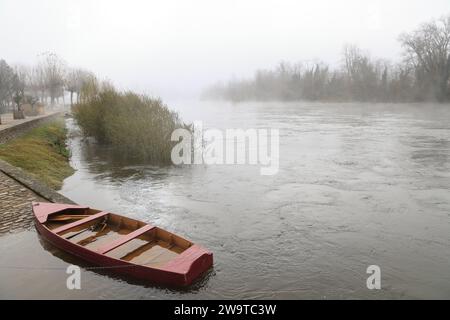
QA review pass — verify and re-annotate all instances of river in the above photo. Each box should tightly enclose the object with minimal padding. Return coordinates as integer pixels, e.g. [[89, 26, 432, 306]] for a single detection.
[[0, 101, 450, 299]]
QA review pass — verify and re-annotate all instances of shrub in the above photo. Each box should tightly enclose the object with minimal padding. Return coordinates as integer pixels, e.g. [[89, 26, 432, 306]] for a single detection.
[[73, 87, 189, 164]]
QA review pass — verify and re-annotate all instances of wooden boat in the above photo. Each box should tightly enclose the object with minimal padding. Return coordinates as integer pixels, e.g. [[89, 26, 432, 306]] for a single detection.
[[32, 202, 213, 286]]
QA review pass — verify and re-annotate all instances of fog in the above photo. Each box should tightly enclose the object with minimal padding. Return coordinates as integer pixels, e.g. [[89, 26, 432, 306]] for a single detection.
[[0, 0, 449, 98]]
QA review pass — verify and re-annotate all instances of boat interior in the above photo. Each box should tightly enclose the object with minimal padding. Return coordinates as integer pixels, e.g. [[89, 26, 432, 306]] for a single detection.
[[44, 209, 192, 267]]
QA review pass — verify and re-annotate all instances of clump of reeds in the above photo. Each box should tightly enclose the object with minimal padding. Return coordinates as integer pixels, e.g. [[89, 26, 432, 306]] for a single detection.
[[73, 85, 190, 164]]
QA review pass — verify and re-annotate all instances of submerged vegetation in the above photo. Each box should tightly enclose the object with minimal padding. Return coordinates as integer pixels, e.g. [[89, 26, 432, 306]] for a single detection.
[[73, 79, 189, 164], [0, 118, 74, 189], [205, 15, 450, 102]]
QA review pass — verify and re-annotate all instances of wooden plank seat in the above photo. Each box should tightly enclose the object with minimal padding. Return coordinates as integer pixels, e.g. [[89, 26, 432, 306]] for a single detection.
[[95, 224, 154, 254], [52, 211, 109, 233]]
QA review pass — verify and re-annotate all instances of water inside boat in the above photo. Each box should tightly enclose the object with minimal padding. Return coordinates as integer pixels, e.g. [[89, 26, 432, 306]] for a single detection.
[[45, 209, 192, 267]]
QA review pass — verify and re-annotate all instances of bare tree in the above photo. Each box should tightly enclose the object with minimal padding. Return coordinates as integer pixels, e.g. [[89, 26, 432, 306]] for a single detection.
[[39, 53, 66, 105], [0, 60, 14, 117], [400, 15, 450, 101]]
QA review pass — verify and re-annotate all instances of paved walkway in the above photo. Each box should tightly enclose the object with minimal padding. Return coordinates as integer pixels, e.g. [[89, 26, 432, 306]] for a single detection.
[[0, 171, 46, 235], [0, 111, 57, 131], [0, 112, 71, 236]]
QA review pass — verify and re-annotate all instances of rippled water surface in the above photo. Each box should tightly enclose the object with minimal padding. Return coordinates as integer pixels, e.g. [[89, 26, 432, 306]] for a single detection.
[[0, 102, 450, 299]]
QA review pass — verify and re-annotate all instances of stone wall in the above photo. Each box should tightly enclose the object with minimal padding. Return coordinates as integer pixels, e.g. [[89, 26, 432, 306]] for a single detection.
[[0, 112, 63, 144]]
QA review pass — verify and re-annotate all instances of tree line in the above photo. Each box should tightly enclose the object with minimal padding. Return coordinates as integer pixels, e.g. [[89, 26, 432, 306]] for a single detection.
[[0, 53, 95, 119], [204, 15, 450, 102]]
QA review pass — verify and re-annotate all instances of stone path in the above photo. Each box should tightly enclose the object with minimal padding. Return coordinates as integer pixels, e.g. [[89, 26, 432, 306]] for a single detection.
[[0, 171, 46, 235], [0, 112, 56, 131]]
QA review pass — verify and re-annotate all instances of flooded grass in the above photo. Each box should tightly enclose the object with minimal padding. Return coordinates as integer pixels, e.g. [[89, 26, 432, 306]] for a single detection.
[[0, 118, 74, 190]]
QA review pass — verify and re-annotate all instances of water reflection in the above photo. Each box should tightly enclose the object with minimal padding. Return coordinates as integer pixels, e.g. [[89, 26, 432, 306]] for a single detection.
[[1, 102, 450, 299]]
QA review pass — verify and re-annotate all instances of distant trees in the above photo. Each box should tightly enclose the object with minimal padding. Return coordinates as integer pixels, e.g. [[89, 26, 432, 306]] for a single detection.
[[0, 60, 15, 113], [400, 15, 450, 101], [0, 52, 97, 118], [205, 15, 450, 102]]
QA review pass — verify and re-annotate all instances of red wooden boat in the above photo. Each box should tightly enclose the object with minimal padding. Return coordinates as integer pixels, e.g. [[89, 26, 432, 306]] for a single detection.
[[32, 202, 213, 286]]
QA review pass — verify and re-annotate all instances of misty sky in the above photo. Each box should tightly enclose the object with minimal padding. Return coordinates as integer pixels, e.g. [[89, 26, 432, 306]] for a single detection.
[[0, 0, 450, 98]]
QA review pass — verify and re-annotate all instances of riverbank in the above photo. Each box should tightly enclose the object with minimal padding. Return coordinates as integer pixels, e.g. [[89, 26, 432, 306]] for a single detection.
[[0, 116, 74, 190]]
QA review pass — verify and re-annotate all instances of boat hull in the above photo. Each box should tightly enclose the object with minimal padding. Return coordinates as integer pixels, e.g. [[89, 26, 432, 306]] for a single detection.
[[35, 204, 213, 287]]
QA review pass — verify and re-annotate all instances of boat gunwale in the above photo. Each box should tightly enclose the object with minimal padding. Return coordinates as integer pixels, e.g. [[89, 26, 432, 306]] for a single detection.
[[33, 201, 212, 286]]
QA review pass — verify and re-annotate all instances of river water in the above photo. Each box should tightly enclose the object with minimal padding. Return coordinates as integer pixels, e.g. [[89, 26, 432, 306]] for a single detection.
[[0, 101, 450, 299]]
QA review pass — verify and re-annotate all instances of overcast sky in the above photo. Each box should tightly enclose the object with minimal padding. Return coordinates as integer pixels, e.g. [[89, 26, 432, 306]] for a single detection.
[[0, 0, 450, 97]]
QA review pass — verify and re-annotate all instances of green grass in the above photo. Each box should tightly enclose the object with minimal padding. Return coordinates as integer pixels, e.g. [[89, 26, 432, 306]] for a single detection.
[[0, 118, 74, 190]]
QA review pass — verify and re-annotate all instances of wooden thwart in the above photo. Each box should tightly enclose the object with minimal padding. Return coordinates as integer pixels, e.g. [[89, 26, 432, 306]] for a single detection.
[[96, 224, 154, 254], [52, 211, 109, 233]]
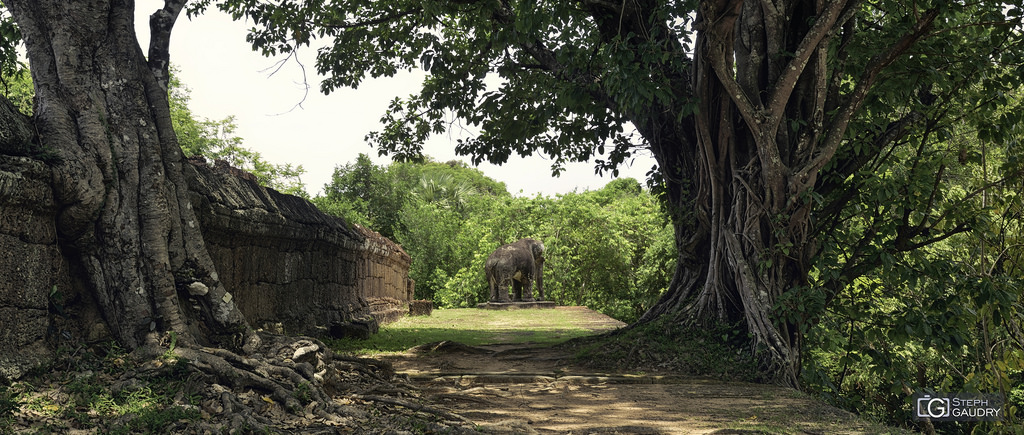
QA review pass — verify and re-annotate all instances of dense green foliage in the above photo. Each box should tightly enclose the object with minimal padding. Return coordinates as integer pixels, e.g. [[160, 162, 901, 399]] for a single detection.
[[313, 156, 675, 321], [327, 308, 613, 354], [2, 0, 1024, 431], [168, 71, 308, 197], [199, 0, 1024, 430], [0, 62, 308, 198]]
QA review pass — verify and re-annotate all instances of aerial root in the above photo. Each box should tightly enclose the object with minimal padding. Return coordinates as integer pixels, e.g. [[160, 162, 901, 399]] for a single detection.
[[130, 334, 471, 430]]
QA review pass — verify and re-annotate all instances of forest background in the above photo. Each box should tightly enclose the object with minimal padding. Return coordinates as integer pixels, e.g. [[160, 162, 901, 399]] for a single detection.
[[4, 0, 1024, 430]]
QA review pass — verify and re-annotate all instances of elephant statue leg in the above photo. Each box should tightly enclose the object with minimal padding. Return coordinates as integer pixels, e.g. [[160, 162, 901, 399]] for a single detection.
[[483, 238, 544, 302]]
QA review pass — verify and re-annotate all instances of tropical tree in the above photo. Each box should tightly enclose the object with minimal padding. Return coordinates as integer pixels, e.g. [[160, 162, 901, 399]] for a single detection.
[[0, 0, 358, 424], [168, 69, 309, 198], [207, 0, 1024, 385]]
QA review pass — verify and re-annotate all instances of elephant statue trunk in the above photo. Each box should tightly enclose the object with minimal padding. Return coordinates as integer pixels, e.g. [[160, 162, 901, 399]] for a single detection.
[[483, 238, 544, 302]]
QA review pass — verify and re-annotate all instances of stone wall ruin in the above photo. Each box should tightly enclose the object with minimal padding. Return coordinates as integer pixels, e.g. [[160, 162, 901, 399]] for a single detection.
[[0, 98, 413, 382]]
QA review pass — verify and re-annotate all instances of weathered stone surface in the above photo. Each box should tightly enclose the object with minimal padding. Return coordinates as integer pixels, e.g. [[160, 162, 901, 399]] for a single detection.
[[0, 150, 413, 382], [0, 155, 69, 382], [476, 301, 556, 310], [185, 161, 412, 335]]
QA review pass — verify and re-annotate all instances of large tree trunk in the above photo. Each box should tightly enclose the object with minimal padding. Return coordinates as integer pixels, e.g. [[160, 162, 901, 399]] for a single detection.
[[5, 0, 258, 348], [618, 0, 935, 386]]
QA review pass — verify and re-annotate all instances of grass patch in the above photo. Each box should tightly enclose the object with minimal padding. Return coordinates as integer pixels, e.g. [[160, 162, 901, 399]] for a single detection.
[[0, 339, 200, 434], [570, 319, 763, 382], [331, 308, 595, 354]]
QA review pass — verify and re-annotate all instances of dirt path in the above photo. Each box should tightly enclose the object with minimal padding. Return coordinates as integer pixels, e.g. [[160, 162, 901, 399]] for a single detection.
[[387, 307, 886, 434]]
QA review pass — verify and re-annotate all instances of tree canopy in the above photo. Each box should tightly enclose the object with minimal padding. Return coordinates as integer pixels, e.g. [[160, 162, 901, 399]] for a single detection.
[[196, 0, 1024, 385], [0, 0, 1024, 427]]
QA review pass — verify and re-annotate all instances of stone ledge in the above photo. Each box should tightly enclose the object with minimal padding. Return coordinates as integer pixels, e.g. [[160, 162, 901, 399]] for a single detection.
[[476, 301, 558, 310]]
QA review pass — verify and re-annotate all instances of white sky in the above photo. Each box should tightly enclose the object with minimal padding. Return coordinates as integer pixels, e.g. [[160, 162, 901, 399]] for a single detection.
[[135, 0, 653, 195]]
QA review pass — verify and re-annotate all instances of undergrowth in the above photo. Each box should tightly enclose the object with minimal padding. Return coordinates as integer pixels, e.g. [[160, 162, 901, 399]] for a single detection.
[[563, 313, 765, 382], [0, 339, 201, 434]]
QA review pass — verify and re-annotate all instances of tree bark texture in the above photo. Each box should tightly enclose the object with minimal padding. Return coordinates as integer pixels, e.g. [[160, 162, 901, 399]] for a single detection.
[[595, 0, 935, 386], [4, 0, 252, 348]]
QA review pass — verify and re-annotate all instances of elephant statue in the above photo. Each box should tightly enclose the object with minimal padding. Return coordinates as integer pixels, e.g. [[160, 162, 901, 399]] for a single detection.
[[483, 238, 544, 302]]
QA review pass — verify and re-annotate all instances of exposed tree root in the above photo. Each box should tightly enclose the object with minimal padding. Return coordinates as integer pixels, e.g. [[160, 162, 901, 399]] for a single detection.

• • • •

WHAT IS NEEDED: Write out the listing again, starting with its first line and going on through the line with "[[44, 209, 192, 267]]", keeping the requests and adding 26 to every box coordinate in the answers but not to the sample coordinates inside the requests. Leave the pictures out.

WRITTEN SOLUTION:
QA review pass — verify and re-annotate all instances of river in the above photo. Each box should tightly enclose the object with minimal padding. Return coordinates as integer pixels, e.g. [[89, 26, 432, 306]] for a single detection.
[[26, 127, 476, 325]]
QA review pass — verify and re-annotate all instances of shrub in the above photo. Each box should tightly enclose the object with minimal padding. Return coordinates as integer pixels, e.g. [[89, 26, 432, 306]] for a single detection.
[[99, 113, 215, 190]]
QA review pass — verify and re-annotate all instances of wooden boat in the above photo. Each box should tightly enclose the object with minimal padding. Return coordinates as integer pixels, e.g. [[89, 26, 432, 306]] for a single detection.
[[58, 228, 239, 312]]
QA review pass — verify and re-annotate all instances of fog in the above photo. Each box should tightly enclose the object with minimal padding. Return coordinates as integer pixels, e.g. [[89, 26, 432, 306]] for a single detection.
[[26, 26, 475, 124]]
QA review pass — verify and re-annotate all instances of boat interior in the above photo. Each box should tightly enclose the object with minimal padding. Return coordinates as integer pixels, e.g. [[89, 26, 432, 306]] for a single detection.
[[70, 235, 218, 293]]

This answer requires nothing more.